• EXERCISE DESCRIPTION
Repeat the article below on the Dallas police shooting word for word.

Another national tragedy is unfolding before our eyes. It started out with a peaceful protest and ended with a shootout that killed five police officers and wounded 12 others in Dallas, Texas last night. As details continue come in, one suspect is dead and up to three others are being interviewed in connection with the incident. I have provided an analysis of military tactics and enemy actions from the information gathered already.
First Accounts and Reports
First hand reporting is usually wrong or inaccurate. You should take caution in any initial details you hear. If you don’t have direct knowledge or first hand accounting of an incident, don’t speculate. This will only create confusion. I watched main stream media last night as they carefully juggled the reporting of the number of suspects from 1 to 5 and deaths of police from 1 to 5. As I write this, Dallas’ chief of police corrected false media reports of how the barricade shooter died. Instead of a self-inflicted gun shot, a police robot delivered an explosive device to kill the man.
Assessing the Threat
Responding units last night in Dallas had to quickly communicate the details of what was occurring. A SALUTE report is used for assessing a threat or enemy force. The acronym stands for Size, Activity, Location, Unit, Time, and Equipment. This data is then communicated to responding units – the report should be short and concise. Here is an example:
Size: 2 hostiles
Activity: shooting into crowd
Location: intersection of Wall and Broad Street
Unit Identification: affiliation to protest group
Cover vs. Concealment
There is a difference. You also have to factor in what type of weapons systems the enemy is using. Concealment is protection from observation only! Cover is shelter or protection – either an artificial or natural source, that will actually stop bullets. Many of the officers took cover behind their vehicles. The best place to be is behind the front axle and engine block.

(Localization data with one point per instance)

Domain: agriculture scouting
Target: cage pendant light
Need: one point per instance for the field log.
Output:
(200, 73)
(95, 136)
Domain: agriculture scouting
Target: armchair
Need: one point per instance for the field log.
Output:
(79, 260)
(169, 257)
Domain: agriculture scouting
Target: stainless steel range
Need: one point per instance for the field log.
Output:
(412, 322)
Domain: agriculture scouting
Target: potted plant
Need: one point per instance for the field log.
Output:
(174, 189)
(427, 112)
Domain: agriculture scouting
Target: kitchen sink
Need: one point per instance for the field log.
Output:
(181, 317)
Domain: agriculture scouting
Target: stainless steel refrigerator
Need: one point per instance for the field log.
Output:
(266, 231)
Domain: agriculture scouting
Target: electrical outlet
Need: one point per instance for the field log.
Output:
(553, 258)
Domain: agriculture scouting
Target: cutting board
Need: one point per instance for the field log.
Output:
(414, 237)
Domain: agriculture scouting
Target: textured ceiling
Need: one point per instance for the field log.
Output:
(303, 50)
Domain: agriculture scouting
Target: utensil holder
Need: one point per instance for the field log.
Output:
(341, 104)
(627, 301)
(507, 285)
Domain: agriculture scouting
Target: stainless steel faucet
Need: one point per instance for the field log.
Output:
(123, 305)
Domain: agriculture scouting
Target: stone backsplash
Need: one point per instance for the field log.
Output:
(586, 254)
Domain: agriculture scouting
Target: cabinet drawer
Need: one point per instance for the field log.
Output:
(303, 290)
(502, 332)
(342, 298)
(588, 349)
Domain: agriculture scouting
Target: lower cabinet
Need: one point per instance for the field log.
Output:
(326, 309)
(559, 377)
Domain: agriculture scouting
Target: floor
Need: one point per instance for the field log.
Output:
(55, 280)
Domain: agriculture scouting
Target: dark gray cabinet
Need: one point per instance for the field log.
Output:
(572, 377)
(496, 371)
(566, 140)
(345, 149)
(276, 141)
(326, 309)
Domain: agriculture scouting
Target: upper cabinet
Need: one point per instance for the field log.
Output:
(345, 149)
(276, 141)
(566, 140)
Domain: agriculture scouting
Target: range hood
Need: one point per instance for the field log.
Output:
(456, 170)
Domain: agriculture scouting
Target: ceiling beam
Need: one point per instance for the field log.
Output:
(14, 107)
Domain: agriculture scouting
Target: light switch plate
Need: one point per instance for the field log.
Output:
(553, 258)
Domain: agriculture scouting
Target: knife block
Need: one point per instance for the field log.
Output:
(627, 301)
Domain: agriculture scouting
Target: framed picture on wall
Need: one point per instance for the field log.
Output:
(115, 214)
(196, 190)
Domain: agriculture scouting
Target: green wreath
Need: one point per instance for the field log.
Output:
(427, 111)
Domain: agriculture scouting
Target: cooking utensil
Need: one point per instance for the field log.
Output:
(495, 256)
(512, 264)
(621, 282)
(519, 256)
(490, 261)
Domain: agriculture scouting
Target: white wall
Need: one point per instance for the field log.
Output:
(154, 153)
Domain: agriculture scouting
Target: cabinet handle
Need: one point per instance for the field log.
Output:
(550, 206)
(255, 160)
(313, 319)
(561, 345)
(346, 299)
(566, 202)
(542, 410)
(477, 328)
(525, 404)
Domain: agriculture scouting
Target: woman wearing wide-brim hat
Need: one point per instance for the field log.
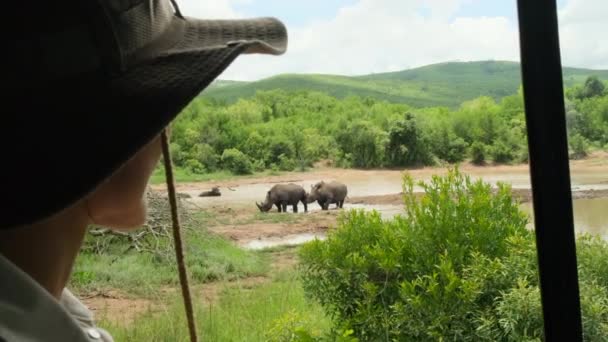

• WRITTEN ANSWER
Another national tragedy is unfolding before our eyes. It started out with a peaceful protest and ended with a shootout that killed five police officers and wounded 12 others in Dallas, Texas last night. As details continue come in, one suspect is dead and up to three others are being interviewed in connection with the incident. I have provided an analysis of military tactics and enemy actions from the information gathered already.
First Accounts and Reports
First hand reporting is usually wrong or inaccurate. You should take caution in any initial details you hear. If you don’t have direct knowledge or first hand accounting of an incident, don’t speculate. This will only create confusion. I watched main stream media last night as they carefully juggled the reporting of the number of suspects from 1 to 5 and deaths of police from 1 to 5. As I write this, Dallas’ chief of police corrected false media reports of how the barricade shooter died. Instead of a self-inflicted gun shot, a police robot delivered an explosive device to kill the man.
Assessing the Threat
Responding units last night in Dallas had to quickly communicate the details of what was occurring. A SALUTE report is used for assessing a threat or enemy force. The acronym stands for Size, Activity, Location, Unit, Time, and Equipment. This data is then communicated to responding units – the report should be short and concise. Here is an example:
Size: 2 hostiles
Activity: shooting into crowd
Location: intersection of Wall and Broad Street
Unit Identification: affiliation to protest group
Cover vs. Concealment
There is a difference. You also have to factor in what type of weapons systems the enemy is using. Concealment is protection from observation only! Cover is shelter or protection – either an artificial or natural source, that will actually stop bullets. Many of the officers took cover behind their vehicles. The best place to be is behind the front axle and engine block.